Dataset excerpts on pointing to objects
#####

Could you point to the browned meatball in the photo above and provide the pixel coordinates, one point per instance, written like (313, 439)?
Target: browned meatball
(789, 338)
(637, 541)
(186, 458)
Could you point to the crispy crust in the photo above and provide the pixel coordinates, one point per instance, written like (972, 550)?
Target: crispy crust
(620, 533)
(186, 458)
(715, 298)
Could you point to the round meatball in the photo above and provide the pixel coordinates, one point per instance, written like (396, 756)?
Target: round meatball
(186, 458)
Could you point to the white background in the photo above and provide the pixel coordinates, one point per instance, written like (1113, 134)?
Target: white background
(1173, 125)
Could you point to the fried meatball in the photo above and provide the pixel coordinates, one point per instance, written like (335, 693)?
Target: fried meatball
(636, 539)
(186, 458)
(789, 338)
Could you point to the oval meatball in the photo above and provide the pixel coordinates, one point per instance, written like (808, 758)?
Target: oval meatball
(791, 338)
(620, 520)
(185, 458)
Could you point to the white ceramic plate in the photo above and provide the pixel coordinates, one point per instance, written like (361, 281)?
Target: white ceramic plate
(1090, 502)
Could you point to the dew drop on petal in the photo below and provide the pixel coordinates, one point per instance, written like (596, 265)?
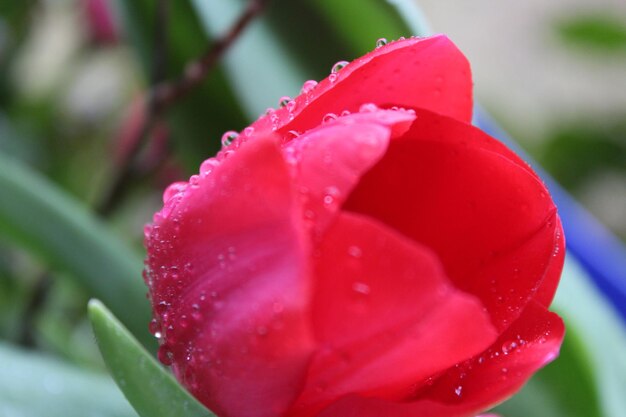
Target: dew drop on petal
(173, 189)
(338, 66)
(284, 101)
(508, 347)
(207, 166)
(329, 117)
(229, 137)
(368, 108)
(308, 86)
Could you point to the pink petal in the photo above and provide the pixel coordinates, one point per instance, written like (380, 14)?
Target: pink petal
(429, 73)
(454, 189)
(385, 316)
(478, 384)
(230, 284)
(329, 160)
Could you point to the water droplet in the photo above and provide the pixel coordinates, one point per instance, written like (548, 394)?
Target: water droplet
(368, 108)
(329, 117)
(161, 307)
(173, 189)
(361, 288)
(229, 137)
(355, 251)
(338, 66)
(292, 134)
(284, 101)
(308, 86)
(207, 166)
(330, 196)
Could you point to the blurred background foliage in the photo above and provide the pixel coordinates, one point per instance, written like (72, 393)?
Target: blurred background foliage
(80, 173)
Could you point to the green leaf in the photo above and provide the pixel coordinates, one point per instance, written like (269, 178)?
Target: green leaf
(151, 390)
(259, 67)
(602, 335)
(360, 23)
(35, 386)
(40, 217)
(199, 119)
(603, 32)
(296, 41)
(589, 377)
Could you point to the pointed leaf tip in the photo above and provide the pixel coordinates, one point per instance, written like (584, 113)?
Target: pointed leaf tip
(148, 387)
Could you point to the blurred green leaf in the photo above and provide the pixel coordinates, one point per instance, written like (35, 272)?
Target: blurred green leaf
(574, 152)
(259, 67)
(602, 335)
(151, 390)
(605, 32)
(34, 386)
(199, 119)
(296, 41)
(50, 224)
(361, 22)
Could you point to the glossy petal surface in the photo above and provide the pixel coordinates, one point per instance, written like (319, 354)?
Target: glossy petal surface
(385, 315)
(429, 73)
(527, 345)
(328, 161)
(459, 192)
(206, 261)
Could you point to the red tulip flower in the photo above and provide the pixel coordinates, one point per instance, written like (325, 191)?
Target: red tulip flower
(363, 251)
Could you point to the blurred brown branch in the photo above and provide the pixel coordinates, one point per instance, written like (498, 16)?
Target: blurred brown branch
(164, 93)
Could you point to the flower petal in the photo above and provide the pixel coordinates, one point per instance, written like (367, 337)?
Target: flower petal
(230, 284)
(429, 73)
(454, 189)
(385, 316)
(477, 384)
(328, 161)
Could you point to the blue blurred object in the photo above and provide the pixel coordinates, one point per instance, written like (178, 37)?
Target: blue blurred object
(593, 245)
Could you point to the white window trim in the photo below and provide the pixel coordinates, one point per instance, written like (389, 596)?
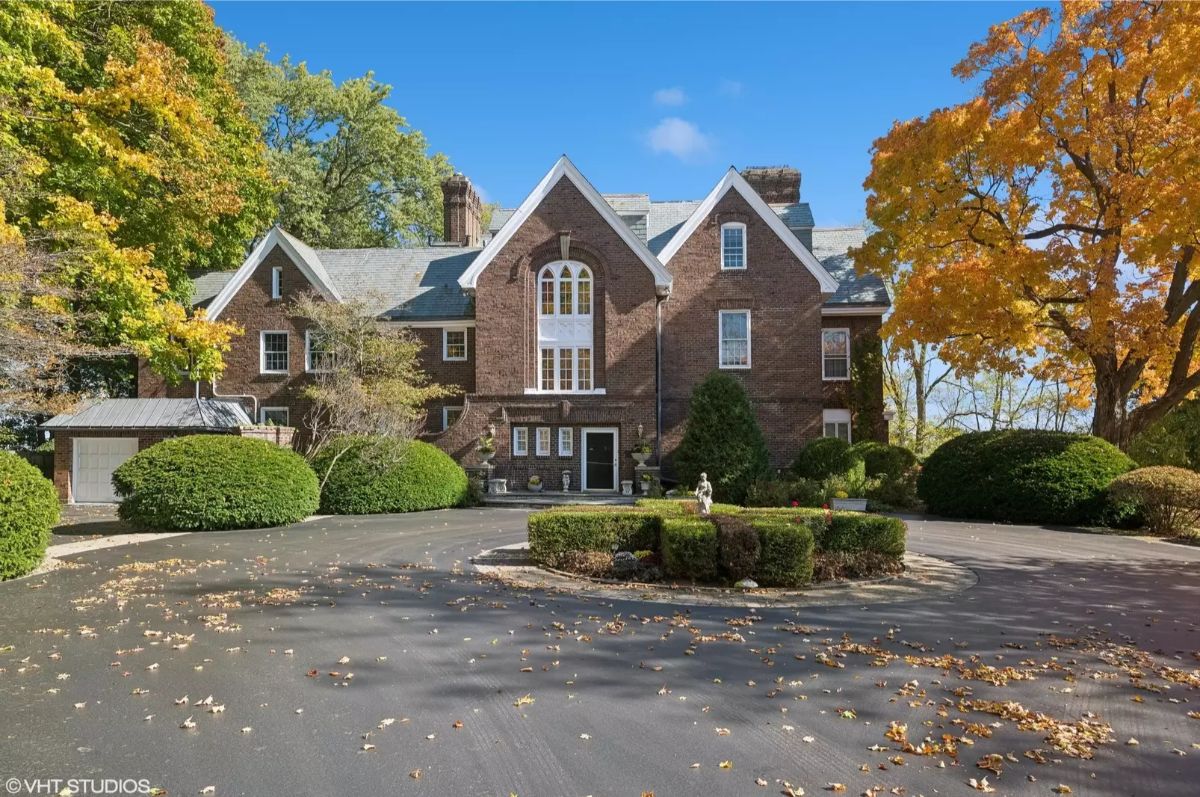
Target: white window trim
(745, 259)
(720, 341)
(286, 411)
(445, 417)
(835, 329)
(838, 417)
(307, 354)
(445, 345)
(262, 349)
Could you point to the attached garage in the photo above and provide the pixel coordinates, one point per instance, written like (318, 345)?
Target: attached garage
(91, 443)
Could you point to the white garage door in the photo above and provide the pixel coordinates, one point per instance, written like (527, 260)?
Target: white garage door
(95, 459)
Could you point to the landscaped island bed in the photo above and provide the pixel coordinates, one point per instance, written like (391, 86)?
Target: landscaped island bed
(777, 547)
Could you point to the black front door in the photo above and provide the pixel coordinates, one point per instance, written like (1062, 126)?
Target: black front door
(598, 460)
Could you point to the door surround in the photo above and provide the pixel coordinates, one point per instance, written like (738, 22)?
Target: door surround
(616, 457)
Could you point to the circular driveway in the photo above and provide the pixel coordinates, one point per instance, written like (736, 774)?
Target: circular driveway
(363, 655)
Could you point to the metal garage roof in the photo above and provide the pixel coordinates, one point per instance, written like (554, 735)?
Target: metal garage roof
(155, 413)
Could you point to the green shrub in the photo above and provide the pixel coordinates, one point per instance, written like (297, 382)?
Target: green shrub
(1021, 475)
(29, 509)
(689, 549)
(215, 481)
(1169, 498)
(786, 552)
(376, 475)
(721, 439)
(737, 545)
(827, 456)
(555, 533)
(883, 460)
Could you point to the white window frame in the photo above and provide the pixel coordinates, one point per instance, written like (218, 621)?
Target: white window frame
(286, 411)
(838, 418)
(307, 354)
(825, 331)
(445, 415)
(445, 345)
(262, 351)
(720, 340)
(735, 225)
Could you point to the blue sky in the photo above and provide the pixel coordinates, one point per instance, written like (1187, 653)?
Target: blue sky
(645, 97)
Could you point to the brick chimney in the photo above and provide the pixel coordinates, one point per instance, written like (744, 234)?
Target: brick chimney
(778, 185)
(462, 213)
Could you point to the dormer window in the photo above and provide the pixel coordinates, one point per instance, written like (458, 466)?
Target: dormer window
(733, 246)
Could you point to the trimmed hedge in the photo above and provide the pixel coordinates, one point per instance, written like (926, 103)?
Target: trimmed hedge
(377, 475)
(215, 481)
(786, 557)
(827, 456)
(690, 549)
(1021, 475)
(29, 509)
(557, 532)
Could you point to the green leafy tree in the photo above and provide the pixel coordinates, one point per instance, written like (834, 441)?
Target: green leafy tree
(349, 169)
(723, 439)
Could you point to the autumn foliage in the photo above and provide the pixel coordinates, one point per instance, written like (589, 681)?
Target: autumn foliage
(1051, 221)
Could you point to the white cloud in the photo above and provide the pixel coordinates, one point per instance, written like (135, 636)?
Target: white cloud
(678, 137)
(730, 88)
(670, 96)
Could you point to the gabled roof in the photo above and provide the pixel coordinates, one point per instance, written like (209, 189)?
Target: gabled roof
(735, 181)
(155, 413)
(305, 258)
(565, 169)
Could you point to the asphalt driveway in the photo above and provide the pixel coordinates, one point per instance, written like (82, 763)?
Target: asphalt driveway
(364, 657)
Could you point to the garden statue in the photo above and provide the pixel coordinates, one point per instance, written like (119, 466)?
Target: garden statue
(705, 495)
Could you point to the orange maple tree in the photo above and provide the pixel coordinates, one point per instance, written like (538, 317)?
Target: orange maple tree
(1051, 221)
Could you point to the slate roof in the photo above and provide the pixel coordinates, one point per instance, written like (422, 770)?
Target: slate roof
(155, 413)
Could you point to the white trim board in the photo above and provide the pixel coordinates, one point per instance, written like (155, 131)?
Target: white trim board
(297, 250)
(564, 168)
(735, 181)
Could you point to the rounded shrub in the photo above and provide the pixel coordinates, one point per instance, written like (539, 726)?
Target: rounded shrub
(885, 460)
(373, 475)
(1021, 475)
(827, 456)
(215, 481)
(1169, 497)
(29, 509)
(723, 439)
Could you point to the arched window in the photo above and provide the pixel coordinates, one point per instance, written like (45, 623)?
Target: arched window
(564, 328)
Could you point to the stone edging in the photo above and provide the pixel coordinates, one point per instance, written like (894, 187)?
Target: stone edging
(924, 576)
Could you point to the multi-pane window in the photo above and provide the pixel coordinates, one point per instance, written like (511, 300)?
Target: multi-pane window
(274, 353)
(837, 424)
(454, 343)
(733, 245)
(835, 353)
(318, 354)
(735, 342)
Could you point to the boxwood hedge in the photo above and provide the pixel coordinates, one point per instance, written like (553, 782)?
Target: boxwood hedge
(29, 509)
(375, 475)
(1021, 475)
(215, 481)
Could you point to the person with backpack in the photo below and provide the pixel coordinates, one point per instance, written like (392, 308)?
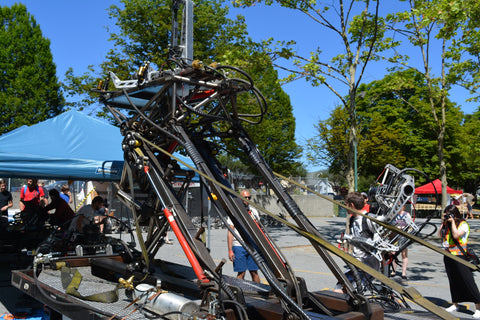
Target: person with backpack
(359, 227)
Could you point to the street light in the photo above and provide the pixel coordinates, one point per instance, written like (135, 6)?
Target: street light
(360, 95)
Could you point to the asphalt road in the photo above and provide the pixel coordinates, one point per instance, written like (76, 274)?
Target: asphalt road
(425, 272)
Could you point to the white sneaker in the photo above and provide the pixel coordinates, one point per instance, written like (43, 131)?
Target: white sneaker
(452, 308)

#####

Exercise
Retype the data word for word, from its first line through the line that contains "(1090, 502)", including that line.

Response
Could you point to the browned meatball in the photo above and provide the pixel coordinates, one point per instance, written like (313, 439)?
Target: browned meatball
(789, 338)
(637, 541)
(186, 458)
Could you point to the crispy crust in the photo above and provide the pixel coordinates, one point per instance, written like (972, 550)?
Target: crispy crust
(620, 533)
(186, 458)
(715, 298)
Could you point to the round meatball in the photo above and provide the pixel coordinates, one point per instance, written like (396, 756)?
Target: round meatball
(186, 458)
Could you point to the white background in the photo above and provide the pixel coordinates, one point per instance, written like (1113, 134)?
Target: white background
(1173, 125)
Could you point to the fried meatball in the photo above and provide the pixel coordinates, one point per instance, written like (335, 693)?
Target: fried meatball
(636, 539)
(186, 458)
(789, 338)
Could you point to the oval meatball in the photo above and provide the pixel coordinates, one point per instance, written like (808, 758)?
Target: oval meatball
(791, 338)
(620, 520)
(185, 458)
Could you point to the white ceramic plate in the photo above and provide the pixel coordinates, one point per instance, written like (361, 281)?
Target: white ceramic plate
(1090, 502)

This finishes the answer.